### Problem
Where a line holds the word "each", copy it from the records.

### Provided records
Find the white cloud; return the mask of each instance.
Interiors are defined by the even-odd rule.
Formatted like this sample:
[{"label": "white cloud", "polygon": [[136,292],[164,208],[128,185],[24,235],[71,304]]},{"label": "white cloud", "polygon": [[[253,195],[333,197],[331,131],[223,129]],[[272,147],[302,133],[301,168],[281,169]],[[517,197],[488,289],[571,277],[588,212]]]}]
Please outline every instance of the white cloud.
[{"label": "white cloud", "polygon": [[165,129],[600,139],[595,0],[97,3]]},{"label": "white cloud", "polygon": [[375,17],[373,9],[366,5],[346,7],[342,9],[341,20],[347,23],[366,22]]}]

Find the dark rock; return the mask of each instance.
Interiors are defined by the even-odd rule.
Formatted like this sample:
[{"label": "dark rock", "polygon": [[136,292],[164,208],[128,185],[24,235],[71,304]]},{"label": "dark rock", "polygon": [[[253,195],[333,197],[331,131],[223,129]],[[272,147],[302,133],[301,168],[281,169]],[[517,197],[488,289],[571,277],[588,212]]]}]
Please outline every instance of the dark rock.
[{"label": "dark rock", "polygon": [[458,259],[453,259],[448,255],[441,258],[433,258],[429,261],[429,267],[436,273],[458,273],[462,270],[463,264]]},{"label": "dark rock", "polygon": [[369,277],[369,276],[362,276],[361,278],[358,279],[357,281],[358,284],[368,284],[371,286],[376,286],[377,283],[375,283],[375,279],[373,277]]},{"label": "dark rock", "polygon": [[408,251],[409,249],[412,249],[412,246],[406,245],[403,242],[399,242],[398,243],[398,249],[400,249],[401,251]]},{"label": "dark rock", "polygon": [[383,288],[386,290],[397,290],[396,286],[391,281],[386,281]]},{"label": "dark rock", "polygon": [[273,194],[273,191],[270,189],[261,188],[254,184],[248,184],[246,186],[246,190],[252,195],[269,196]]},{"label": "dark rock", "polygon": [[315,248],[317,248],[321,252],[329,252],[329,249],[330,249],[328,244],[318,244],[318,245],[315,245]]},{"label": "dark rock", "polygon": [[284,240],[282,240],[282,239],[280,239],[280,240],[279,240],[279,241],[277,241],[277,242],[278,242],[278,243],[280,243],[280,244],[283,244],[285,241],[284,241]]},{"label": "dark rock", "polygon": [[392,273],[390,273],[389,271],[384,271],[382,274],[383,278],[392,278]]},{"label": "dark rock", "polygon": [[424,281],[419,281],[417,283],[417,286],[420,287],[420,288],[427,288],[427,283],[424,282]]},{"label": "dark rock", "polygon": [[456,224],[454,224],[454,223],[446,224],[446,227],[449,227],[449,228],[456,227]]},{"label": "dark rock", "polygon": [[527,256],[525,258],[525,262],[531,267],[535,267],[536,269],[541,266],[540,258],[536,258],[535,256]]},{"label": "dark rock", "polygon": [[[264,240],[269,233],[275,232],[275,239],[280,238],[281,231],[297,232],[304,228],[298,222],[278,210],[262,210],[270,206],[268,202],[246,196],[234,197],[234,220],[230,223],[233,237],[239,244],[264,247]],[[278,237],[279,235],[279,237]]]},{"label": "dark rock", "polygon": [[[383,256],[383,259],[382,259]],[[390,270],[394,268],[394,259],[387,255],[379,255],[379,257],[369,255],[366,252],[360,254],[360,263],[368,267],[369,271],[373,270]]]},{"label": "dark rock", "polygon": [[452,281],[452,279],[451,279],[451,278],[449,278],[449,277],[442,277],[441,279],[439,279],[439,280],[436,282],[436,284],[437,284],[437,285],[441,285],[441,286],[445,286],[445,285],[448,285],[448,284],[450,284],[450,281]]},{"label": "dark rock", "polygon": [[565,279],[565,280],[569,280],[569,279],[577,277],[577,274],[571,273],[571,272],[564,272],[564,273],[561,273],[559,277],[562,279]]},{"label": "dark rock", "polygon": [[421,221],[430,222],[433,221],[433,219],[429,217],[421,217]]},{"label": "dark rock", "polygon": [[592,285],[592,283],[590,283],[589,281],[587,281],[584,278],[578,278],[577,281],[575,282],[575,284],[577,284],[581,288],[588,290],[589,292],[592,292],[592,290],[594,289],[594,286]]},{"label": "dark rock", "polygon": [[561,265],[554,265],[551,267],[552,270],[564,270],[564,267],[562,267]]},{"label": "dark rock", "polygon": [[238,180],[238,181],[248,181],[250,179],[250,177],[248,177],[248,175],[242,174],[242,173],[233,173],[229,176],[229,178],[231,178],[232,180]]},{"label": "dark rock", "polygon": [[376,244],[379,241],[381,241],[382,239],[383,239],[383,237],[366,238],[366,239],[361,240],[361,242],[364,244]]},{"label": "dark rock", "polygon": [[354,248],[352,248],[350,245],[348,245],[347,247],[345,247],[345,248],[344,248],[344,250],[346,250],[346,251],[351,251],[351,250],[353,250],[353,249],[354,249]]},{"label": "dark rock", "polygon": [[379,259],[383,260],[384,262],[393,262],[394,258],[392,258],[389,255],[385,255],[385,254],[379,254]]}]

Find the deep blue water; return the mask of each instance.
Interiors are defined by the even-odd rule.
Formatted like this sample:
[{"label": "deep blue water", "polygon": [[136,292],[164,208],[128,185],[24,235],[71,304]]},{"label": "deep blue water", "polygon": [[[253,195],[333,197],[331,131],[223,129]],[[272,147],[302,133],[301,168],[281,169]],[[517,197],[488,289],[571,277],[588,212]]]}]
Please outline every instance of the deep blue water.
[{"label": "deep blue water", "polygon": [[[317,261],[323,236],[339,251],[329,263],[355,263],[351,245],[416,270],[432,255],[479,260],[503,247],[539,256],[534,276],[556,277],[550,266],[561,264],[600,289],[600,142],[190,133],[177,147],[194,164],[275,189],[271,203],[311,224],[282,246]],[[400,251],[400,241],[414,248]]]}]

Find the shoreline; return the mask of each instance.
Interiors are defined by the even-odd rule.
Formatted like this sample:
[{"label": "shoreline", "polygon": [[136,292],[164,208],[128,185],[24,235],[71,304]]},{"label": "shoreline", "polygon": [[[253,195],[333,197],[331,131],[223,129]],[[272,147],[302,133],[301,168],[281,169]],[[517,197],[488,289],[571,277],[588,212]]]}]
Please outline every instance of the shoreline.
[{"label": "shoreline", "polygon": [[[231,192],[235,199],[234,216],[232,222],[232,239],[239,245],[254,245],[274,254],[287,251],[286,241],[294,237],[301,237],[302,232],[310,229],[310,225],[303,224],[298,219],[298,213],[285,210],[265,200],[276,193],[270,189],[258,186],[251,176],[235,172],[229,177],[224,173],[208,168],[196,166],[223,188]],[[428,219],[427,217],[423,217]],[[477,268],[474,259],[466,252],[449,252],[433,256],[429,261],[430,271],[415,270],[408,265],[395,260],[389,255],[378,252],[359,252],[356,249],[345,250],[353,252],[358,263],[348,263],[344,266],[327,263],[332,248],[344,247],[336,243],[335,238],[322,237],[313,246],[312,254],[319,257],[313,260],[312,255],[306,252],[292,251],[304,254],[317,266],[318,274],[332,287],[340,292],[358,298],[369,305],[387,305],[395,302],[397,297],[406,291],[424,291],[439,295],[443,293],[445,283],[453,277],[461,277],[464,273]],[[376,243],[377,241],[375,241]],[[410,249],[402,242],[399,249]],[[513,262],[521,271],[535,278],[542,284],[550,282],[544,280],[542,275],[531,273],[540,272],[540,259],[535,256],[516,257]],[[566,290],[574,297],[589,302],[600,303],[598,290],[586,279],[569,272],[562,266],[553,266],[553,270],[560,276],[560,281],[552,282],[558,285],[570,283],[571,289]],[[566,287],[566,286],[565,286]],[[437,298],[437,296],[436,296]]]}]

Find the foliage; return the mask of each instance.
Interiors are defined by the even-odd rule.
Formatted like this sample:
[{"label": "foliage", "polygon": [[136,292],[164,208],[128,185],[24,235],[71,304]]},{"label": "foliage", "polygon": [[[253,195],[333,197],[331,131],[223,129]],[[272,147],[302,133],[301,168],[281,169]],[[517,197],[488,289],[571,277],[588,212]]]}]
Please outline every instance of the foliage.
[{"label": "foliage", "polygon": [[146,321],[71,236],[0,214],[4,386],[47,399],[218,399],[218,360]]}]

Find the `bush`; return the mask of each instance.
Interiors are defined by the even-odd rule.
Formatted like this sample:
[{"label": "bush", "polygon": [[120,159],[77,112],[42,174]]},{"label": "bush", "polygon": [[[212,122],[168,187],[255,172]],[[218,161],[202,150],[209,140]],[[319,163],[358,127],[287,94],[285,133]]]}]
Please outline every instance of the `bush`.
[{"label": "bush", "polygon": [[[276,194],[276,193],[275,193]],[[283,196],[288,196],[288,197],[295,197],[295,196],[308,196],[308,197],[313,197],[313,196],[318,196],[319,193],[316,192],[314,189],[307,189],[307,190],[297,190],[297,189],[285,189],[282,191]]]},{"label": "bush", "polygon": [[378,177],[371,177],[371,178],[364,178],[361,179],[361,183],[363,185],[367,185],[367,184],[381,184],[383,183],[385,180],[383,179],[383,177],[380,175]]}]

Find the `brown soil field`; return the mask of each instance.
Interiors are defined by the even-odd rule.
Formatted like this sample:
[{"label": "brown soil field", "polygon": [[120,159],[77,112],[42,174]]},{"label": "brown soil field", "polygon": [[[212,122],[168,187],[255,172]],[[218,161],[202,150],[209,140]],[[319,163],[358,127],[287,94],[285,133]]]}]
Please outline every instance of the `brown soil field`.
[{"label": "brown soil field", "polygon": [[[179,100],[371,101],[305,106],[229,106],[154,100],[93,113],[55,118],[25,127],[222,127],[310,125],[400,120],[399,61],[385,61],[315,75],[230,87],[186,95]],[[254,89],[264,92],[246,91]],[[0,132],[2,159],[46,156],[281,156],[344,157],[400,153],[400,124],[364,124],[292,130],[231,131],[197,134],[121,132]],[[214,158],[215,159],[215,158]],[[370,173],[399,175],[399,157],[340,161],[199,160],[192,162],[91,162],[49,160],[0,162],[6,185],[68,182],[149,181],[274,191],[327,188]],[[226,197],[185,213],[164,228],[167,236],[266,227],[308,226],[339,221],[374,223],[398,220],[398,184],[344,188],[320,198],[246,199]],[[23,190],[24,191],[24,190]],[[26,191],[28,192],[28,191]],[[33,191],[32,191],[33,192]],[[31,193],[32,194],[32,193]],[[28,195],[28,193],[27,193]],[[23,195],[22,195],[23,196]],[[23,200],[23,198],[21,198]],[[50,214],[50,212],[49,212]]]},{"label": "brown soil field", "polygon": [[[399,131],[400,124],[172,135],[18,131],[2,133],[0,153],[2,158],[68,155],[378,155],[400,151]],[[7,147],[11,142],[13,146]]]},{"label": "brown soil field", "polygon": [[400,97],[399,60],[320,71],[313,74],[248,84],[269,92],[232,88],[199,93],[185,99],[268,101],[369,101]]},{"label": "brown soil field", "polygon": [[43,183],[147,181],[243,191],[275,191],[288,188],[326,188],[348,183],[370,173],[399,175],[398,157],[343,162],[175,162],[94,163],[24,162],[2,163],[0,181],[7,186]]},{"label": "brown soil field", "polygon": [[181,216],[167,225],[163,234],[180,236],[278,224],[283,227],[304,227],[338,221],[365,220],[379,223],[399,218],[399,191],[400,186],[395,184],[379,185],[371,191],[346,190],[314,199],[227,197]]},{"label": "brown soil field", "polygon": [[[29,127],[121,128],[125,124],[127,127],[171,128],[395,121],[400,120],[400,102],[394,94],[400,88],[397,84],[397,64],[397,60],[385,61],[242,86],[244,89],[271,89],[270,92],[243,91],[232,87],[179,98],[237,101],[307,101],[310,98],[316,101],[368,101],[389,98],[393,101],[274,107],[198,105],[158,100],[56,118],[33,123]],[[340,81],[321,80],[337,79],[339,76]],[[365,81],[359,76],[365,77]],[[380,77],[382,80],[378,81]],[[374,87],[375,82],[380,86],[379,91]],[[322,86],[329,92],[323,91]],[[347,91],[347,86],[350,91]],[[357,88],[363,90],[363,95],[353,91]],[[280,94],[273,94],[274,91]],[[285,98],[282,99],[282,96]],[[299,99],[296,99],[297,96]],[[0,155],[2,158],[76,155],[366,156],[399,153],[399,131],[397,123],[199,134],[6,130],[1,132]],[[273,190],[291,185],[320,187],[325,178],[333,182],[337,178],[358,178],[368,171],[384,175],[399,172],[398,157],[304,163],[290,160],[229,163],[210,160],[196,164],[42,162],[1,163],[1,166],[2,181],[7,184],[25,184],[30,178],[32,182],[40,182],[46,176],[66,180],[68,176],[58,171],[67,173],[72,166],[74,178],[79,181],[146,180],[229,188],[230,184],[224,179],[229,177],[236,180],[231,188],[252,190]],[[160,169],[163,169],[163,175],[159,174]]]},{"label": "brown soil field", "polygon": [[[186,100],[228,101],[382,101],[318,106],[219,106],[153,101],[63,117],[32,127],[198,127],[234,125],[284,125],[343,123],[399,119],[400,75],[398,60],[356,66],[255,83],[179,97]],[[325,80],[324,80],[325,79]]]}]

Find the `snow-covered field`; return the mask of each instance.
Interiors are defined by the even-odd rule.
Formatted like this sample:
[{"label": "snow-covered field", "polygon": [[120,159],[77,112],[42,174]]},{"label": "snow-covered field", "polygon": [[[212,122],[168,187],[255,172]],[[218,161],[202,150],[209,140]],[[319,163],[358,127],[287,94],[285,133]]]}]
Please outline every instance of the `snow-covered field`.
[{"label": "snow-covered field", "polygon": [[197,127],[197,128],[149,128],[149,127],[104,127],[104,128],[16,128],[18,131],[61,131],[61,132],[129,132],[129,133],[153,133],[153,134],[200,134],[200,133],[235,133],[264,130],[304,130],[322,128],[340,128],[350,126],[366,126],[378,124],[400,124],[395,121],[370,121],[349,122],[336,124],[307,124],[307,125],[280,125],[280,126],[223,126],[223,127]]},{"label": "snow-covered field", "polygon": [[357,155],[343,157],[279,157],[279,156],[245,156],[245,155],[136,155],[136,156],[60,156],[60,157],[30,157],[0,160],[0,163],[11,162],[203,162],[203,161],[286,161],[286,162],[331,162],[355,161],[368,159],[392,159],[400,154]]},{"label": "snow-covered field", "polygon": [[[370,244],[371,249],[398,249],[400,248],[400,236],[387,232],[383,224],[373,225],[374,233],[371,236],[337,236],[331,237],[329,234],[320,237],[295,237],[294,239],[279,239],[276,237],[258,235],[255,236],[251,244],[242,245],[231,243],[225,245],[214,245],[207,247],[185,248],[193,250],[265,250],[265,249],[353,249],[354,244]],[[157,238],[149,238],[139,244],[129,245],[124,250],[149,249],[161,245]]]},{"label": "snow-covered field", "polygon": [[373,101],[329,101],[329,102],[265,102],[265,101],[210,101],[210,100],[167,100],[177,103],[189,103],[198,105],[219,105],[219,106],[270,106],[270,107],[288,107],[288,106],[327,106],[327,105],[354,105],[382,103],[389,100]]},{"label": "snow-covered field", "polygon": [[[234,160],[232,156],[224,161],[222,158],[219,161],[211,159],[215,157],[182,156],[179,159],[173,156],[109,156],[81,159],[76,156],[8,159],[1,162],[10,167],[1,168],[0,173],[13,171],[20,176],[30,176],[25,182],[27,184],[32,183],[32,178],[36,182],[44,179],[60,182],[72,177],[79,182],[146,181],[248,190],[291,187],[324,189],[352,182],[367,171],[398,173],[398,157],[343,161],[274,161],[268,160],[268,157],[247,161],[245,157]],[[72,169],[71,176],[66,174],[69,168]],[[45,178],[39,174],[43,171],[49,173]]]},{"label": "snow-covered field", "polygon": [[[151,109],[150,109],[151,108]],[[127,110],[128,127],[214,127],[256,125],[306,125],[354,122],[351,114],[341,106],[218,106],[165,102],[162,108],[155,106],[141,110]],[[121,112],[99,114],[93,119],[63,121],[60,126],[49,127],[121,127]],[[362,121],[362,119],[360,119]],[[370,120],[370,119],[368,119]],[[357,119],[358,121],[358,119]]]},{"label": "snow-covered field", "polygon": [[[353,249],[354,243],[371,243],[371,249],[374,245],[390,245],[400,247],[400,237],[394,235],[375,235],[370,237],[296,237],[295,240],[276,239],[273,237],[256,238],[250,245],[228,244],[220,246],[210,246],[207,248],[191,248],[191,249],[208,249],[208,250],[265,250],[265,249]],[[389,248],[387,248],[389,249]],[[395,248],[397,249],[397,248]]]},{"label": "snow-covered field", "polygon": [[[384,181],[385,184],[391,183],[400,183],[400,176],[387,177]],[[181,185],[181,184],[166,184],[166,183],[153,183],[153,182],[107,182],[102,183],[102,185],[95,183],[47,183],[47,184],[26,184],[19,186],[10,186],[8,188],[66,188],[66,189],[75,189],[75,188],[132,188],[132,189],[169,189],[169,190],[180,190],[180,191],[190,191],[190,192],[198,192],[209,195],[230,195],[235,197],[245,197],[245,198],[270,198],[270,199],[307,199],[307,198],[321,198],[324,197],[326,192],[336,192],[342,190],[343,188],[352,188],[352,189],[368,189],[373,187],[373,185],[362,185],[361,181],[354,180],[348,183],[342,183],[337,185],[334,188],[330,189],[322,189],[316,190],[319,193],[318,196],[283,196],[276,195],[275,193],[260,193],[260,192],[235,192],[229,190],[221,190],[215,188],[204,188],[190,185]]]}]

### Answer for this exercise
Find the white cloud; return the mask of each instance.
Find the dark rock; return the mask of each instance.
Find the deep blue water; return the mask of each instance.
Find the shoreline; return the mask of each instance.
Find the foliage; return the mask of each instance.
Find the `bush`; return the mask of each instance.
Find the `brown soil field`; return the mask of each instance.
Find the `snow-covered field`; return the mask of each instance.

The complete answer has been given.